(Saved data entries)

-.-.-

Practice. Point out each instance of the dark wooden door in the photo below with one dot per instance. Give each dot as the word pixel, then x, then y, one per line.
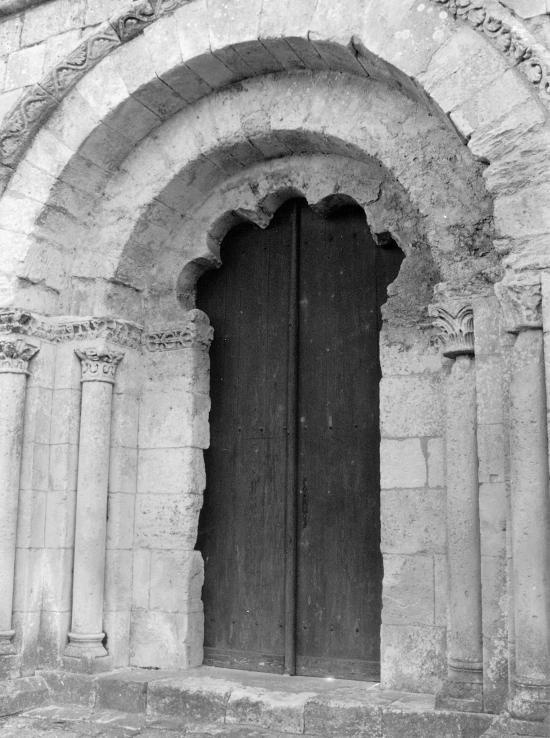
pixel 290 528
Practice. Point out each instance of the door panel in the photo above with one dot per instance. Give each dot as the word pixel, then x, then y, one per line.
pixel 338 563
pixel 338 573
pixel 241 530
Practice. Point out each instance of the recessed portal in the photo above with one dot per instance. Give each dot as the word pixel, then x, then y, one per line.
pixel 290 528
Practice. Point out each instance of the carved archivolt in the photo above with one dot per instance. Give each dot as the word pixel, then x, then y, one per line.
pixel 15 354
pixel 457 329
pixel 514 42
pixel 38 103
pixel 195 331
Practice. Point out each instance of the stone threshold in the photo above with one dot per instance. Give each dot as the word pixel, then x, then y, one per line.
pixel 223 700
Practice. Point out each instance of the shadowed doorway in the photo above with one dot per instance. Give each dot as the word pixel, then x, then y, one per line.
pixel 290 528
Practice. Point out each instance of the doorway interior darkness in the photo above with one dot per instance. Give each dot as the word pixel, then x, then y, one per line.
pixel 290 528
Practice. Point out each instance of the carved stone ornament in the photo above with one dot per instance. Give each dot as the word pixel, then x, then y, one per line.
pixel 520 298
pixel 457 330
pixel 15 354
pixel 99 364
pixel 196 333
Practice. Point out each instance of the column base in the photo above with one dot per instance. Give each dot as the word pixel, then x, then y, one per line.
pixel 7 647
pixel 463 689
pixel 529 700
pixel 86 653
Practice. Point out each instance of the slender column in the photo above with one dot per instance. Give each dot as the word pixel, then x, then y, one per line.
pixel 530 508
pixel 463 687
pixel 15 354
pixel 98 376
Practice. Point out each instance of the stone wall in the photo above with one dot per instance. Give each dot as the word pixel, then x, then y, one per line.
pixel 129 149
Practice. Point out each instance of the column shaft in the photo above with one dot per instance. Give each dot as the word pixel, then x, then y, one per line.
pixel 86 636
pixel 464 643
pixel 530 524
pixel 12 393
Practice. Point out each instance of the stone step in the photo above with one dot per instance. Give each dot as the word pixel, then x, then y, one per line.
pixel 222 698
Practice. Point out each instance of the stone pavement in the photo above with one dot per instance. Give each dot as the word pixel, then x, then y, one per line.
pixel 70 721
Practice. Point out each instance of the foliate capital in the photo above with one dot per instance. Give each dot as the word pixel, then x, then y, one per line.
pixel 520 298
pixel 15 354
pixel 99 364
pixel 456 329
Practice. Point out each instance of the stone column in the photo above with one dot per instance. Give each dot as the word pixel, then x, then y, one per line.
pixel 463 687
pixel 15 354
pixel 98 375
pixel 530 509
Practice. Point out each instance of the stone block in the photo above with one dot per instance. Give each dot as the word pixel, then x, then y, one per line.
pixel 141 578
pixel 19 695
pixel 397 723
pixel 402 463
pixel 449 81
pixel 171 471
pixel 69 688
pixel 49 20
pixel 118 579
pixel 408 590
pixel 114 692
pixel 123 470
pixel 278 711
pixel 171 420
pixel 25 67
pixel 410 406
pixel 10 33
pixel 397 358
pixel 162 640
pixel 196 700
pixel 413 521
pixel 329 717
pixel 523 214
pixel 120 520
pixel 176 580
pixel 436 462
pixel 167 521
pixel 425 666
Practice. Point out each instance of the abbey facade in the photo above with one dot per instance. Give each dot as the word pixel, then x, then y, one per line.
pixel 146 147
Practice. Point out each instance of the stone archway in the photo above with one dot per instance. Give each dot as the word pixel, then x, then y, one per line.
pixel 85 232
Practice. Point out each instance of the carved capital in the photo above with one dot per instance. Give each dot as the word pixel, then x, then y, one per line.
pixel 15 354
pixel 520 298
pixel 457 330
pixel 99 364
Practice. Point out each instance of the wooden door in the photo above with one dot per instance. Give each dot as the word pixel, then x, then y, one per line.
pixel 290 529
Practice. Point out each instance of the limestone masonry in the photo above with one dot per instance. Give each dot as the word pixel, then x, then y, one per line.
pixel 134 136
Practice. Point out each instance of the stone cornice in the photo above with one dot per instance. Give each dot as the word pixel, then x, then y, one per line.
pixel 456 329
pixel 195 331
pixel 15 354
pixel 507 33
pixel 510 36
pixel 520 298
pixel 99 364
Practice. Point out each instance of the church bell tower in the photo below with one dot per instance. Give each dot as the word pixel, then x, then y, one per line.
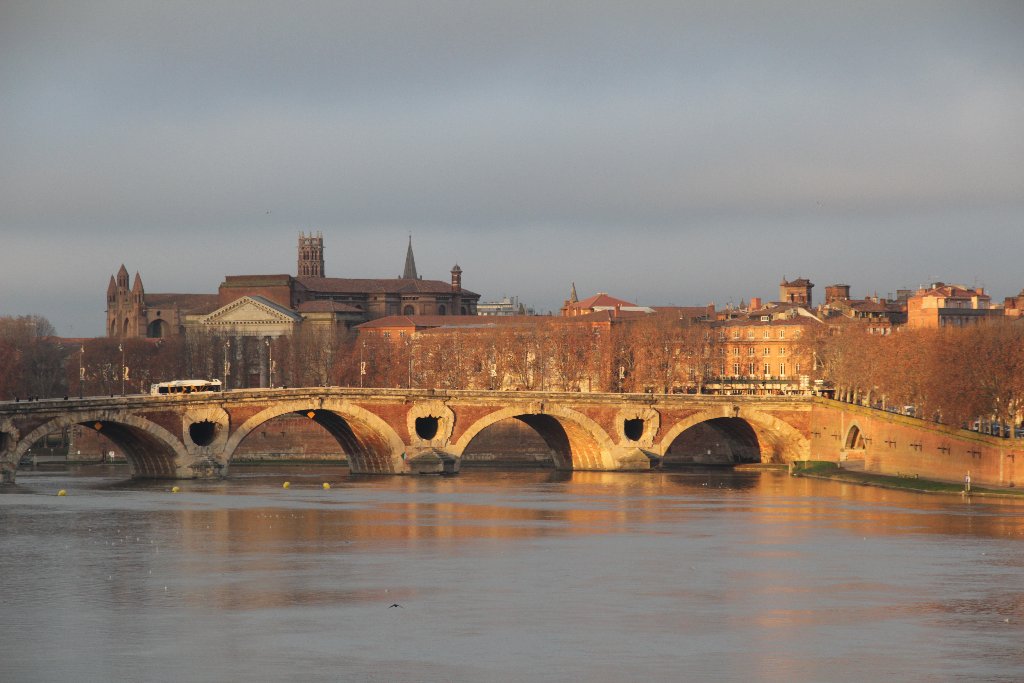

-.-.-

Task directions
Needed here is only the span from the line with "Practice. Point out each instance of the stone cornice" through the last line of the entries, copied exactly with both ends and without pictures.

Finished task
Practice. Point out each instance of the stone cornice in the photo above with one dot per instance. Give each dot as the word pixel, then x, then y, one per line.
pixel 456 329
pixel 195 331
pixel 15 354
pixel 507 33
pixel 510 36
pixel 520 298
pixel 99 364
Practice. Point out each instance of the church bell tower in the photo below with one dot per instance. Give each dot as the word pixel, then x, then y, one per line.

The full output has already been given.